■ Work instructions ■
Set down each entry from the block beneath, exactly as written.

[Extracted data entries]
►

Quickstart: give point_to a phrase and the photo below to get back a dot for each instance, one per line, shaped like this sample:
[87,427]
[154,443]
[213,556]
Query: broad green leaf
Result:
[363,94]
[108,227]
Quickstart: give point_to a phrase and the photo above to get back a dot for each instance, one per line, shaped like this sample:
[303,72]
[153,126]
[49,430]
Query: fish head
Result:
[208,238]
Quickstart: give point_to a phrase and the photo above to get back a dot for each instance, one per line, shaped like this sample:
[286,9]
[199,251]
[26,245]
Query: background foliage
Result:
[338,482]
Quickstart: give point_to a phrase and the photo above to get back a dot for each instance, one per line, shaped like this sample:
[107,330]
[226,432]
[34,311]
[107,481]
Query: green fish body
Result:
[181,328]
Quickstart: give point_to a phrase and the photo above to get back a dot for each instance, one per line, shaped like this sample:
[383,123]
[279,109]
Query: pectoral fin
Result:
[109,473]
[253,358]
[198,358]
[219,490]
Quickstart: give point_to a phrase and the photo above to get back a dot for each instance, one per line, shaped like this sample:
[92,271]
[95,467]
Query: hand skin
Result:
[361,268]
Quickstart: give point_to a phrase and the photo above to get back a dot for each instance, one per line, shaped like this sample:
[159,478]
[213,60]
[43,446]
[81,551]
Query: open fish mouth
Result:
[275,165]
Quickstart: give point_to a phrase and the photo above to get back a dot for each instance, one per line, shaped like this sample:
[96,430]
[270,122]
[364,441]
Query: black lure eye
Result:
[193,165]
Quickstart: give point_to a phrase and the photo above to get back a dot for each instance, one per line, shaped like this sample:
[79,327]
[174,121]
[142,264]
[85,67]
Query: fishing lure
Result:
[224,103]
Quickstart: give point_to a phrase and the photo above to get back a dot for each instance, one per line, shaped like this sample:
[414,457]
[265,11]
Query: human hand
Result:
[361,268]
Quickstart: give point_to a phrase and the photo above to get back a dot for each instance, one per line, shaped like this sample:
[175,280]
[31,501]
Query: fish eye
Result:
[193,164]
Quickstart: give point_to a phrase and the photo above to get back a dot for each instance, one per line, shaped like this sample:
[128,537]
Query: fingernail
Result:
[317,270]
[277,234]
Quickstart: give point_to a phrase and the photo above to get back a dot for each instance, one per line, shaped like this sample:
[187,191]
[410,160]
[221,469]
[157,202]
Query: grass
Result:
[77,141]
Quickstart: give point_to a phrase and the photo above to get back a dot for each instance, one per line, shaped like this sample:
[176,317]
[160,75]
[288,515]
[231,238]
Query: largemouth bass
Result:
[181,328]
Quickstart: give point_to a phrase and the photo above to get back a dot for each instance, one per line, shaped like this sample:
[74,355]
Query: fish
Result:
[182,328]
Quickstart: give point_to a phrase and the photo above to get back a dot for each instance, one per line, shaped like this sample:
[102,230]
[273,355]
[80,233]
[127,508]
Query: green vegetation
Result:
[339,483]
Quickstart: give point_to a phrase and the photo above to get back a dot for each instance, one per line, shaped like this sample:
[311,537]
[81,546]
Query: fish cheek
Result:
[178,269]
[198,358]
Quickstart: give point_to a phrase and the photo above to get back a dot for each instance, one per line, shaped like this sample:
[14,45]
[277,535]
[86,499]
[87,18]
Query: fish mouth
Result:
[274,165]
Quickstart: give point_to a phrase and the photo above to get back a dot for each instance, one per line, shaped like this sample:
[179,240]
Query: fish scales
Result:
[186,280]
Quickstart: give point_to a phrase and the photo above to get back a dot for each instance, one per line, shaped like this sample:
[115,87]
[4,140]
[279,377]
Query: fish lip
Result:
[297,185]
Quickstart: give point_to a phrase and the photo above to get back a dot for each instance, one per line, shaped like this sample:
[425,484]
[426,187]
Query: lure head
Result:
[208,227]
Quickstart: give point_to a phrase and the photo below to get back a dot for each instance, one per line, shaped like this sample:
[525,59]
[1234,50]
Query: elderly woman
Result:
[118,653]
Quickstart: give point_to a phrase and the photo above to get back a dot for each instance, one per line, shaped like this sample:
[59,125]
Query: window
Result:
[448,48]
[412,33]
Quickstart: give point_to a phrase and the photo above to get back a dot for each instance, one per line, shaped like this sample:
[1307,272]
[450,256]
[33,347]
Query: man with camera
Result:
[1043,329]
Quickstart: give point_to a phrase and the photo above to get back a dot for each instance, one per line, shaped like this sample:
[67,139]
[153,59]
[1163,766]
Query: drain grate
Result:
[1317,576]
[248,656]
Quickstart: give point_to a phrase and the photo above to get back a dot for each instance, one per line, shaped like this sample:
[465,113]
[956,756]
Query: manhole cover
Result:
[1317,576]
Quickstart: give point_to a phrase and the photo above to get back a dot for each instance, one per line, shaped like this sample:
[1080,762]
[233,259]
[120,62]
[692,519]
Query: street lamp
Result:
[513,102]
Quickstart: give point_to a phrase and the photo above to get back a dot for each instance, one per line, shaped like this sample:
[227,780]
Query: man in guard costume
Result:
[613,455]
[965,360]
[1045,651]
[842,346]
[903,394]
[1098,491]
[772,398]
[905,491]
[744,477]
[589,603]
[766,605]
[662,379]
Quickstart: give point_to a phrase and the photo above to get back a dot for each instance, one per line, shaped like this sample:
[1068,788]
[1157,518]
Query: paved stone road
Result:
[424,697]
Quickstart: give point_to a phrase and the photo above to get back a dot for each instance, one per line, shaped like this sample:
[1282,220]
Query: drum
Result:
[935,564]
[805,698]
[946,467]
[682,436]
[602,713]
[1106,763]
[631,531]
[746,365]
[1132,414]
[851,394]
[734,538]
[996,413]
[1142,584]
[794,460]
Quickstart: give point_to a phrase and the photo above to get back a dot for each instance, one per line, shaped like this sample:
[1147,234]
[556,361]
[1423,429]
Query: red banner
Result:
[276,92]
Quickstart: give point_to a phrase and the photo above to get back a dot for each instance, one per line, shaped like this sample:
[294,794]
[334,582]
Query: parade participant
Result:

◄

■ Worked solution ■
Quickstart: give point_to a phrase and the photo below to get back a dot for each instance, one per line, shaped like this sample:
[87,427]
[154,443]
[213,556]
Query: broad green leaf
Result:
[363,94]
[108,227]
Quickstart: give point_to a phrase and the photo above to get back a dot for each instance, one per line, shaped like this sample:
[303,72]
[153,126]
[49,430]
Query: fish head
Result:
[208,238]
Quickstart: give point_to a phrase and the photo above to get back a dot for each instance, one per line, shaped like this sample:
[286,9]
[199,251]
[26,245]
Query: background foliage
Result:
[338,482]
Quickstart: give point_to a phrase and the photo above to get back a dot for each instance, one per line, shaped like this sample:
[107,330]
[226,432]
[34,311]
[107,481]
Query: green fish body
Result:
[181,328]
Quickstart: give point_to a phrase and the photo above to get back a dot for each instance, one per line, shaped like this sample:
[383,123]
[279,109]
Query: pectoral fin
Result:
[109,473]
[253,358]
[198,358]
[219,490]
Quickstart: give point_to a phrase and the photo above to get back a dot for each instance, one per line, shaped like this sample:
[92,271]
[95,467]
Query: hand skin
Result:
[361,268]
Quickstart: give point_to a phrase and the photo above to get back a dot for each instance, one per line, shaped like this sample:
[159,478]
[213,60]
[43,446]
[81,551]
Query: open fish mouth
Result:
[275,165]
Quickstart: give point_to a phrase and the photo above to get back a dot for each instance, one per line, shaped like this sample:
[96,430]
[270,122]
[364,441]
Query: black lure eye
Result:
[193,165]
Quickstart: give point_to a phrase and the photo above to get back a dot for each instance, one per line, shaped like this sample:
[79,327]
[174,121]
[142,264]
[85,67]
Query: fishing lure
Result:
[224,103]
Quickstart: give point_to a phrase and the photo above to get back a dot for each instance, one per line, shaped like this sample:
[414,457]
[265,11]
Query: human hand
Result:
[361,268]
Quickstart: give point_to a phrase and the photo above to get back a dot for each instance, one per line, shaped like this sample:
[175,280]
[31,501]
Query: fish eye
Result:
[193,164]
Quickstart: give point_to a phrase and the photo above to get back a dot for each instance, one per line, shaped like this sample:
[128,537]
Query: fingernail
Result:
[317,270]
[277,234]
Quickstart: give point_to a phrase and the photo above to get back a dot for each instance, one per line, shaped like this sample:
[187,191]
[410,160]
[221,469]
[157,202]
Query: grass
Result:
[77,141]
Quickstart: give point_to a phrase and the photo above to get back a dot for each instance, one per line, shaped like this sample:
[176,317]
[160,75]
[288,515]
[231,238]
Query: largemouth bass
Result:
[181,328]
Quickstart: give point_to a phrase and the photo above to get back a dot for each instance, one per line, shaped like this sample:
[74,355]
Query: fish
Result:
[182,328]
Quickstart: give point_to a phrase and the photo above to get back a dot for each instance, one per line, shaped like this sample:
[102,230]
[273,355]
[80,233]
[127,508]
Query: green vegetation
Result:
[339,483]
Quickstart: give point_to a phrase and the photo above to get back a dot for each instance, one per line, shaped like this sample:
[311,537]
[81,546]
Query: fish cheek
Result:
[178,269]
[198,358]
Quickstart: give point_to a phrase and the photo above to get back a dot for each instance, one per line, shaped like this sample:
[14,45]
[277,535]
[86,499]
[87,18]
Query: fish mouth
Result:
[274,165]
Quickstart: give point_to a phrase and the photo above to get back a dot for each instance, one per line, shaped like this sample:
[179,240]
Query: fish scales
Result:
[186,280]
Quickstart: give point_to a phrase and the photo above to get back a dot for each instance, one per line, shaped like this sample:
[115,87]
[4,140]
[279,377]
Query: fish lip
Result:
[297,185]
Quickstart: give point_to a phrase and the photo above to get back a dot for each instance, one per line, shaped like this sample:
[425,484]
[426,187]
Query: lure head
Result:
[208,227]
Quickstart: give point_to a phrase and the photo below to get back a dot for each instance, one per line, shaped like this sample:
[525,59]
[1234,50]
Query: elderly woman
Result:
[118,653]
Quickstart: give point_to a phrase and the photo above to get back a dot for each instance, one per line, shaped like this sample:
[59,125]
Query: window
Result:
[448,48]
[412,33]
Quickstart: give point_to a phrase and the photo above to get back a dot for each instance, one per line, shaped like this sample:
[1307,272]
[450,256]
[33,347]
Query: man with camera
Result:
[1043,329]
Quickstart: give point_to a phrase and the photo above to get back a dot for each instance, one per line, shaped like this sample:
[67,139]
[153,59]
[1163,766]
Query: drain grate
Result:
[1317,576]
[248,656]
Quickstart: give point_to a phrase and the photo above to get back a dot for each instance, one per line, shaped like this sample:
[465,113]
[956,756]
Query: manhole cover
Result:
[1317,576]
Quickstart: give point_to a phrase and the photo above to get back a dot for each instance, one per line, shaped like this sample:
[1080,762]
[233,259]
[120,62]
[692,519]
Query: street lamp
Result:
[513,102]
Quickstart: give point_to a phrase and the photo above to get back a dot for each instance, one per line, shaped like this sample:
[227,780]
Query: man in guard costume
Result:
[613,455]
[965,360]
[1045,651]
[842,346]
[903,394]
[1098,491]
[772,398]
[905,491]
[744,477]
[589,603]
[766,605]
[662,379]
Quickstart: give point_to a phrase and the photo above to get back a dot for each instance, one per line, shaped like this sample:
[1068,788]
[1157,518]
Query: paved stone road
Result:
[424,697]
Quickstart: give point_to a phrase and the photo above to get back a dot for each instance, one per line, shaped like this sample:
[1282,220]
Query: drum
Result:
[935,564]
[805,698]
[946,467]
[682,436]
[602,713]
[1106,763]
[631,531]
[746,365]
[1132,414]
[851,394]
[734,538]
[996,413]
[1142,584]
[794,460]
Quickstart: give point_to a phrase and the photo above to get back a dot for each instance, one per line, shaped like this sample:
[1147,234]
[556,361]
[1423,429]
Query: red banner
Result:
[276,92]
Quickstart: give point_to a phrase and the photo above to get back a dot for each instance, one per line, shaped like this sample:
[294,794]
[334,582]
Query: parade participant
Result:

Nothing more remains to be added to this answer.